TASK DATA:
— begin —

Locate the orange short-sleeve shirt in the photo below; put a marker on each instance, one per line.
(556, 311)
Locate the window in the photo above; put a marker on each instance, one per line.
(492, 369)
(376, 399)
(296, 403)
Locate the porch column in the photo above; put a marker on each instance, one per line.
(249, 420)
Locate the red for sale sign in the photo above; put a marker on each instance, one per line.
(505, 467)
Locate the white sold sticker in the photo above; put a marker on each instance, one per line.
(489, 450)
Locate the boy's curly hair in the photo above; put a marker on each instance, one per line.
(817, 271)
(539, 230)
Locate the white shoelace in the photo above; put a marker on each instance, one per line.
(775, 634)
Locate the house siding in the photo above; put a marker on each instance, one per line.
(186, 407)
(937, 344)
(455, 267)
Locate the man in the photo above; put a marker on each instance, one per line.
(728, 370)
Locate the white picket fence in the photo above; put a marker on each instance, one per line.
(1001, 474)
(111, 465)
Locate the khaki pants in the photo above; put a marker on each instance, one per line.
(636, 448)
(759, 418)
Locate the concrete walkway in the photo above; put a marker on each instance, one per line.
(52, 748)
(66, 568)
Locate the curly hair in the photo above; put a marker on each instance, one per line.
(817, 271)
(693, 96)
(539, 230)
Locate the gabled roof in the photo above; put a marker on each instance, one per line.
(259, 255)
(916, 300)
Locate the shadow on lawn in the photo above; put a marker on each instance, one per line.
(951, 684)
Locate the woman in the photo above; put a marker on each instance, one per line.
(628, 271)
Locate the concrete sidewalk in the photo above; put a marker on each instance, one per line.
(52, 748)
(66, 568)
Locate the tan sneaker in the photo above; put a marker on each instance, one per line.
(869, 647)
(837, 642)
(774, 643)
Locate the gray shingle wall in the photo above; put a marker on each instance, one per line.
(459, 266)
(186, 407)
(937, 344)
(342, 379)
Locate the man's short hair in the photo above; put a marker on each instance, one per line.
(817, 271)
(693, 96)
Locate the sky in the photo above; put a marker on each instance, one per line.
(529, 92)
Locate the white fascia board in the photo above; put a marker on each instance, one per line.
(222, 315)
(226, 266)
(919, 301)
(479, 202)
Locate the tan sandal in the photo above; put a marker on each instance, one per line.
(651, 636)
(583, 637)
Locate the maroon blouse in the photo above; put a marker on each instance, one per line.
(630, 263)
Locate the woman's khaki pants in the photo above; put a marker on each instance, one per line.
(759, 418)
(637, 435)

— end —

TASK DETAILS:
Reproduce all of the data above line for line, changing nothing.

FULL RESPONSE:
Locate the orange short-sleeve shirt in the photo below; put a marker on each instance, one per line.
(556, 311)
Locate the window in the photo above; put a marker on each instance, one per line.
(492, 369)
(376, 399)
(296, 403)
Locate the porch column in the photo above; put a marker on each instance, one per line.
(249, 420)
Locate the red for sale sign in the photo above; put a marker on each instance, one per line.
(505, 467)
Locate the white sold sticker in the photo above; put a marker on each instance, one per line.
(489, 450)
Locate the boy's curly hair in the photo above; put a marker on each instance, one per line.
(817, 271)
(539, 230)
Locate the white shoelace in the photo above; put a marker on each instance, one per line.
(775, 634)
Locate the house siding in the photo above; put a marker on each instance, one per line.
(186, 407)
(937, 344)
(455, 267)
Locate the man in the photo above; put a marker on each instance, one per line.
(728, 370)
Locate the white picket fence in the photo above; put a marker on each instance, one per line.
(1001, 474)
(111, 465)
Locate the khaki pants in the photo above; put a marker on each instance, one per line.
(636, 448)
(759, 418)
Locate the concrete walkway in the photo above; put a marker on each instance, one per line.
(52, 748)
(66, 568)
Locate the curly hair in the photo above; put a marker on each instance, one per line.
(817, 271)
(693, 96)
(539, 230)
Locate the gabled roof in the photo above; put a marker on each instance, one per line.
(259, 255)
(916, 300)
Locate the shadow on lawn in the photo above; put a marker on each instance, one per line.
(951, 684)
Locate the woman in the photo above; put a marker on each instance, one per line.
(628, 271)
Locate the concrete sidewalk in the photo above; put a marker on each instance, one per line.
(52, 748)
(66, 568)
Locate the tan sneaker in the photo above; put a marker on each instance, one per line.
(869, 647)
(837, 642)
(774, 643)
Locate the gray shingle wall in the photo above; put a marker on each instance, one per line.
(459, 266)
(186, 407)
(937, 344)
(342, 379)
Locate the man's short hair in the photo above; put a marker on each instance, one per line.
(817, 271)
(693, 96)
Locate the sky in the photo above; put a marker on each instance, one per line.
(529, 92)
Locate the white fascia board in the photo above; put a marker on each instance, one per line.
(222, 315)
(226, 266)
(919, 301)
(479, 202)
Locate the tan sandal in the photo above; put a marker on each instance, one per line.
(651, 636)
(583, 637)
Locate the maroon blouse in the photo above; put a marker on each instance, one per line.
(630, 263)
Locate the woman's khaki pants in the photo above; put a marker on each instance, one per line.
(759, 418)
(637, 435)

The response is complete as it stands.